EXERCISE TEXT:
◇ ◇ ◇ ◇

I cannot thank Abi Walton enough for sending me a copy of the children’s book Nature’s Treasures by Ben Hoare in return for an honest review.
Nature’s Treasures is published by DK on 18th November and is available for pre-order through these links.
The world is filled with curious objects made by plants, animals, and even by the Earth itself. Dive into this collection of more than 100 intriguing items from the natural world and discover the stories behind them.
Learn how bristly mouths help huge whales capture tiny animals, how minute scales make butterflies shine in the sunlight, and how studying a leaf skeleton can tell us how it transports food. A bird egg, a lump of coal, a cacao pod, a mermaid’s purse, a fossil, a pine cone, an owl pellet, and a chrysalis – all tell a story. Arranged into four chapters: Animals; Plants, fungi, and algae; Minerals and rocks, and Made by nature, objects are shown with truly stunning photography and colourful illustrations to help explain the science behind them. The lively descriptions by best-selling nature writer Ben Hoare explore the remarkable tales of each item and all are packed with fascinating information.
Nature’s Treasures takes you on a tour of our planet through commonplace-but-incredible objects made by nature itself. This book is for every inquisitive child who loves to spot things when exploring outside and wants to know more about the wonderful and mysterious natural world.
My Review of Nature’s Treasures
A guide to the wonders of the natural world.
Wow. What a book. Nature’s Treasures is absolutely amazing.
Firstly I must comment on the physical production of Nature’s Treasures. As one would expect from a DK book, it is top quality with a beautifully foiled cover that is so solid and robust the book will endure years of handling and reading. Add in the gold edges and Nature’s Treasures feels completely sumptuous. The orange endpapers are beautifully designed and the illustrations by Kaley McKean are glorious. As well as those illustrations, there are also stunning photographs throughout to exemplify the text. In addition, not only does the white space enhance the images, but it means that the writing is totally accessible to independent young readers, being brief whilst containing incredible information so that even the most reluctant young reader can access the text.

◇ ◇ ◇ ◇

Point-per-instance localization data
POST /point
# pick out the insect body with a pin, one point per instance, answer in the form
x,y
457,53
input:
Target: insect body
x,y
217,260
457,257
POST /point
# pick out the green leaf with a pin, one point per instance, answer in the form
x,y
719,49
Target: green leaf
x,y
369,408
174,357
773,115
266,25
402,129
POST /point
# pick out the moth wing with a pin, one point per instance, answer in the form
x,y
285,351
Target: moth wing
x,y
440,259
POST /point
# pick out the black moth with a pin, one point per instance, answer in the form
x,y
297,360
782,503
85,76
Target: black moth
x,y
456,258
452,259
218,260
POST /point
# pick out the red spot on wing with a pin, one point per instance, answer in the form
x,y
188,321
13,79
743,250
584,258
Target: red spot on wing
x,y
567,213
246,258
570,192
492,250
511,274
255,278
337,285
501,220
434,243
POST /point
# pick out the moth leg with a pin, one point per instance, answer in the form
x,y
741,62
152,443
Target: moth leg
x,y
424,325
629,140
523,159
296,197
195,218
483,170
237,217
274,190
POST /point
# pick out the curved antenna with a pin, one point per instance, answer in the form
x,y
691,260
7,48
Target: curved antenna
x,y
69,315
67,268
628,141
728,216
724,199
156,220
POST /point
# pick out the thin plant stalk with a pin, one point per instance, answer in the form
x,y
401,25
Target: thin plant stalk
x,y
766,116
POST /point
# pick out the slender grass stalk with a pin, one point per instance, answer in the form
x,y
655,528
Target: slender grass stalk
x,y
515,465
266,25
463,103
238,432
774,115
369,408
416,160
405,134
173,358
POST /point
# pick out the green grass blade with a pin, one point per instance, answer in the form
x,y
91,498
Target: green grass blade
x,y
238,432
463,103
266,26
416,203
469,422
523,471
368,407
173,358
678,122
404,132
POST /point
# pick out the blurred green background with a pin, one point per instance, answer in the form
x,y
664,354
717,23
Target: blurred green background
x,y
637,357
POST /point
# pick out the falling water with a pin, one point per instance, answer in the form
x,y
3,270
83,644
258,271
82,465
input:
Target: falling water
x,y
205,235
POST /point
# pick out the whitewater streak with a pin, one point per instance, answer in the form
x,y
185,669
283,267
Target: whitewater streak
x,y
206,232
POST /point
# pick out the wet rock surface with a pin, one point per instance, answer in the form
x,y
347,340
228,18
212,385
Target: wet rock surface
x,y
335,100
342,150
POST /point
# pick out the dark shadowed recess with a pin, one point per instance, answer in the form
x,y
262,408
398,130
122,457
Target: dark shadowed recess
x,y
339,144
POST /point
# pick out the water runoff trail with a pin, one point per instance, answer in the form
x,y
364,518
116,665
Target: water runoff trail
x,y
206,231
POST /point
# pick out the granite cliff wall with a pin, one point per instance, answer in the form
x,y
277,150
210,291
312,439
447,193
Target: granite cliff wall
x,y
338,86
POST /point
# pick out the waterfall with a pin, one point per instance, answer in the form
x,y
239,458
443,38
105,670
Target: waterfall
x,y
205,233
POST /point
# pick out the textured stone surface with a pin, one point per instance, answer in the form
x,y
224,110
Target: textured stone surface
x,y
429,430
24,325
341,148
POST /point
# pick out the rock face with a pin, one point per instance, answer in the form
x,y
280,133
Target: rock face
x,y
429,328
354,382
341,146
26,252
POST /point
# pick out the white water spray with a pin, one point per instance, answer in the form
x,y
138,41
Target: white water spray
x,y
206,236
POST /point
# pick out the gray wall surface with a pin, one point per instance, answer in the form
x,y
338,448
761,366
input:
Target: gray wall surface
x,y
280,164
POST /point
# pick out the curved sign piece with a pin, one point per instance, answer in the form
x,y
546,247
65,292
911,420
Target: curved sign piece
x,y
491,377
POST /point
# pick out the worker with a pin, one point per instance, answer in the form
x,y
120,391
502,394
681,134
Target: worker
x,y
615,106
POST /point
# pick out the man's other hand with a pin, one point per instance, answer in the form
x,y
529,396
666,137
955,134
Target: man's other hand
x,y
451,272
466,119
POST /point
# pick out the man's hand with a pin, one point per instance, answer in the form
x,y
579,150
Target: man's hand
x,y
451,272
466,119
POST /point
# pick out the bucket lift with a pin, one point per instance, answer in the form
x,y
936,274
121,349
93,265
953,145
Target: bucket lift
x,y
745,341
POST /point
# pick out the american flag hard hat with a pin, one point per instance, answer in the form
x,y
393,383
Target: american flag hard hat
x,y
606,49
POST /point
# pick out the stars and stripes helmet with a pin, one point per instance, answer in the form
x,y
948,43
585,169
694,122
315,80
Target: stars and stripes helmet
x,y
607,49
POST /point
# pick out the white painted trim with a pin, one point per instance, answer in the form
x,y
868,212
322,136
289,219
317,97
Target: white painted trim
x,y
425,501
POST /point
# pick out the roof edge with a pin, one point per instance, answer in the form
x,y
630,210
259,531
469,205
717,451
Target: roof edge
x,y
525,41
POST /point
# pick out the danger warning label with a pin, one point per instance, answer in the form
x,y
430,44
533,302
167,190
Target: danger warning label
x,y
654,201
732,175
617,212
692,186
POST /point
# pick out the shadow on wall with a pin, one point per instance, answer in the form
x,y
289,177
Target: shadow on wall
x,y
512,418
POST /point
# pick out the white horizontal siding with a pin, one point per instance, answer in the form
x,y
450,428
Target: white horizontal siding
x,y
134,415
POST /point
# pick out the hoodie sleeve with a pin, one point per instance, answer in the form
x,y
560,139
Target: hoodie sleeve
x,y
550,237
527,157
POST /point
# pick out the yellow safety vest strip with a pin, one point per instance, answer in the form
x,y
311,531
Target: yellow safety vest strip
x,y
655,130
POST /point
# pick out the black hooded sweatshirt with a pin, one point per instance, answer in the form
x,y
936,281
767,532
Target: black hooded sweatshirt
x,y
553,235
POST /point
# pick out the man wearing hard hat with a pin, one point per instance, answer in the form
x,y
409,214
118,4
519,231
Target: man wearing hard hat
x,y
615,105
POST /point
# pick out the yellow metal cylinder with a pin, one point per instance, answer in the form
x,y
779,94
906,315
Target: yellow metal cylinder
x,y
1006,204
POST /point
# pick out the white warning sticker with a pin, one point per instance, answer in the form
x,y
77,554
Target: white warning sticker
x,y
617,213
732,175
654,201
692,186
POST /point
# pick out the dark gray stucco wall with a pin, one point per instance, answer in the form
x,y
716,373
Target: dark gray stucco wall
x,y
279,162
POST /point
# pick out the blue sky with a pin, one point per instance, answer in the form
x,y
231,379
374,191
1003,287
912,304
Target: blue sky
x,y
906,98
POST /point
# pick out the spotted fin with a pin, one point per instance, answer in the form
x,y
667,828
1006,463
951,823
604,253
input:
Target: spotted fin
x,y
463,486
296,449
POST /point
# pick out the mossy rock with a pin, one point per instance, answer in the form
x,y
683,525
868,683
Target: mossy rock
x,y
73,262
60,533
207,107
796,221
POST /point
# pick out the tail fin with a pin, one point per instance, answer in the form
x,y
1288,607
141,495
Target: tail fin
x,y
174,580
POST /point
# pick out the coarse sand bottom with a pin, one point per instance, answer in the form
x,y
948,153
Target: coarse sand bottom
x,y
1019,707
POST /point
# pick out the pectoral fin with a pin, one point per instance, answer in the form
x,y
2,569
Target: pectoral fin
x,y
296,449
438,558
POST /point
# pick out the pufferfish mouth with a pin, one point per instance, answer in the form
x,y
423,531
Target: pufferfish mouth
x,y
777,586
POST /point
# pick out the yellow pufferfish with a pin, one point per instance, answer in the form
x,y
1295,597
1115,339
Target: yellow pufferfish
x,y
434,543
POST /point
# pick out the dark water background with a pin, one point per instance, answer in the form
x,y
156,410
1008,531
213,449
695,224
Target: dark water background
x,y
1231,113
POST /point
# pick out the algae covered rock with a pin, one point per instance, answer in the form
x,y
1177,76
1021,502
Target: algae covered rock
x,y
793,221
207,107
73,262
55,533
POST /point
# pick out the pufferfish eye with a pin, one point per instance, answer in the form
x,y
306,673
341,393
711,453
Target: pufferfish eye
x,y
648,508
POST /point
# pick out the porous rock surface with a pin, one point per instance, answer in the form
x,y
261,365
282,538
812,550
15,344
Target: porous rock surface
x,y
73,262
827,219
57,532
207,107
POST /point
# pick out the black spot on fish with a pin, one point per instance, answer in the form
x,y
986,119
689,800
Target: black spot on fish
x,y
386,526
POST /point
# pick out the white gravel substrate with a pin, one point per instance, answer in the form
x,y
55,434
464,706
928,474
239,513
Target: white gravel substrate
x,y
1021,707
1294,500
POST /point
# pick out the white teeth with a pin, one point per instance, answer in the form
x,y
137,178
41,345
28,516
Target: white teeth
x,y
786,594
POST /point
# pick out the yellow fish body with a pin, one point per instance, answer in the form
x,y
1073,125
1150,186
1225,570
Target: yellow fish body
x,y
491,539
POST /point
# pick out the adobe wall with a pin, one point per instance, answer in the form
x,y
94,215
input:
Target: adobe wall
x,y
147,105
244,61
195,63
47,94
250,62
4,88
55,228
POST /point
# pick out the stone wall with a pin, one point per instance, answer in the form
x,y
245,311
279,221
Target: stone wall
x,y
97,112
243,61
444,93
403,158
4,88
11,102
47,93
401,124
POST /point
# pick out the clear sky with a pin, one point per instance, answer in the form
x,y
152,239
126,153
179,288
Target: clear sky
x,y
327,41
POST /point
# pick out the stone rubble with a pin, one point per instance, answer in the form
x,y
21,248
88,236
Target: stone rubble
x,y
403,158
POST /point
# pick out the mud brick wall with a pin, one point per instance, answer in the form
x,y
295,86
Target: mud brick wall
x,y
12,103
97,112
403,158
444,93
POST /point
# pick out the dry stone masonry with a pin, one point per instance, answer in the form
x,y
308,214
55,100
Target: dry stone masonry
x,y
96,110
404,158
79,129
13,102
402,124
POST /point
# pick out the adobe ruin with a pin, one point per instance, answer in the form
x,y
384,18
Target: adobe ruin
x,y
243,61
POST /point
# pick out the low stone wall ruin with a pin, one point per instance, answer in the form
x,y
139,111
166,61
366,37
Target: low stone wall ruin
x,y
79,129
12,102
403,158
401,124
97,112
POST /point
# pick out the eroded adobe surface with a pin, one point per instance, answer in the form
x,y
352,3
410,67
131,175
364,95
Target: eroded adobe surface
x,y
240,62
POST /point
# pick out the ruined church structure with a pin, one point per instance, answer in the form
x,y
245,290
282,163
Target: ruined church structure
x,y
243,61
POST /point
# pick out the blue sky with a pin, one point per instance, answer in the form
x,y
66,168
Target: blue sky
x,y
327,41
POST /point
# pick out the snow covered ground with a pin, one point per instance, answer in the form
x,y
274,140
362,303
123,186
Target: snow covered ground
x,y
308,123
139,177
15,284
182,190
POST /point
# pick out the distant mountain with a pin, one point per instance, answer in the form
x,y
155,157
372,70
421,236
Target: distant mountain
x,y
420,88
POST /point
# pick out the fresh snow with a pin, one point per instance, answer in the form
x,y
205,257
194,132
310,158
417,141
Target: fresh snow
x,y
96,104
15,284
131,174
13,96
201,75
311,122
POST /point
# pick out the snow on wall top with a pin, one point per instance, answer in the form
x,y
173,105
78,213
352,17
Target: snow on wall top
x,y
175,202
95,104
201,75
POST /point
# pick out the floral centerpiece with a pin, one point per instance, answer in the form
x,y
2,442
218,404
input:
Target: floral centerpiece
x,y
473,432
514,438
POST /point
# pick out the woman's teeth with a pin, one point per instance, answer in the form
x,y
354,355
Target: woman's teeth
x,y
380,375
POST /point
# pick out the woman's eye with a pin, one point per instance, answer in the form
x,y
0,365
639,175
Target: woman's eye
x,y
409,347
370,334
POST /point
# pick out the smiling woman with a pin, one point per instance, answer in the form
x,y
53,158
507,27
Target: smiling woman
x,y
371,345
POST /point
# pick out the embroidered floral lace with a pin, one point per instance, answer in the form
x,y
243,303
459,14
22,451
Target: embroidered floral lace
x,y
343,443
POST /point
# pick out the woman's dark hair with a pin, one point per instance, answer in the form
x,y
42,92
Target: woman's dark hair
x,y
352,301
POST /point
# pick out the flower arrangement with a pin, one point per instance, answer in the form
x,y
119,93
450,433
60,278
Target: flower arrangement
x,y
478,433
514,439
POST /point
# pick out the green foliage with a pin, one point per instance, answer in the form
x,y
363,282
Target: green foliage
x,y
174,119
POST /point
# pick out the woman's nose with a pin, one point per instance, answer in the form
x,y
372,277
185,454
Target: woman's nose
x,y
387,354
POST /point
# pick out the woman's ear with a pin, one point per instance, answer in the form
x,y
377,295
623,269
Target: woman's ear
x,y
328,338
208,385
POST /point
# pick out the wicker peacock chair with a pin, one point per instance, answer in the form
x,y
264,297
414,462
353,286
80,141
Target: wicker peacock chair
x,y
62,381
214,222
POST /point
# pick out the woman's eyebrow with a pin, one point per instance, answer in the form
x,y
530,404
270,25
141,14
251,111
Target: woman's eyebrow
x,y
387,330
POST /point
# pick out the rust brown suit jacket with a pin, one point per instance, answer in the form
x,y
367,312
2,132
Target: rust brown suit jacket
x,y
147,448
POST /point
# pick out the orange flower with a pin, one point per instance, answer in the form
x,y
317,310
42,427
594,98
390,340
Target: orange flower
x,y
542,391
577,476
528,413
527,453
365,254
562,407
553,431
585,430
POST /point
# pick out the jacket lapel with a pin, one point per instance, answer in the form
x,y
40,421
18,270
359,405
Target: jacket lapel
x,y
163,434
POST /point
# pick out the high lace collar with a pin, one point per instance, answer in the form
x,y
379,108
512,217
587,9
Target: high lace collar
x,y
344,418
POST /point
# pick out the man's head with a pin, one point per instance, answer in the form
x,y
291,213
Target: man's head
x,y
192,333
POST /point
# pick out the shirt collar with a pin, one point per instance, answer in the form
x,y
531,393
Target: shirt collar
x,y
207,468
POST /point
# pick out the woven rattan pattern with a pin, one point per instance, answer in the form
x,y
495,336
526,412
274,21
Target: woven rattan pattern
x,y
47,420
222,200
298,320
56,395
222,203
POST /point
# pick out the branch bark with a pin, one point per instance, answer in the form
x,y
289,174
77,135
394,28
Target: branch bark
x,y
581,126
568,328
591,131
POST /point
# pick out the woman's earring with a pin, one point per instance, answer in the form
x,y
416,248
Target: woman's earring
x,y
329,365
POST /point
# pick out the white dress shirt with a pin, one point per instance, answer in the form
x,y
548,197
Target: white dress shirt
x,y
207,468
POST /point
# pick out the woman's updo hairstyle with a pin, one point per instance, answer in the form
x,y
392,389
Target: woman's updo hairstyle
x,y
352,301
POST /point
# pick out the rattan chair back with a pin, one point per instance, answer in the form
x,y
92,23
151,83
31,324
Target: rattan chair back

◇ ◇ ◇ ◇

WORK TO COMPLETE:
1. According to the book review, who made the illustrations in Nature's Treasures?
2. List the four chapters of Nature's Treasures named in the book review.

RESULTS IN ORDER:
1. Kaley McKean

2. Animals; Plants, fungi, and algae; Minerals and rocks; Made by nature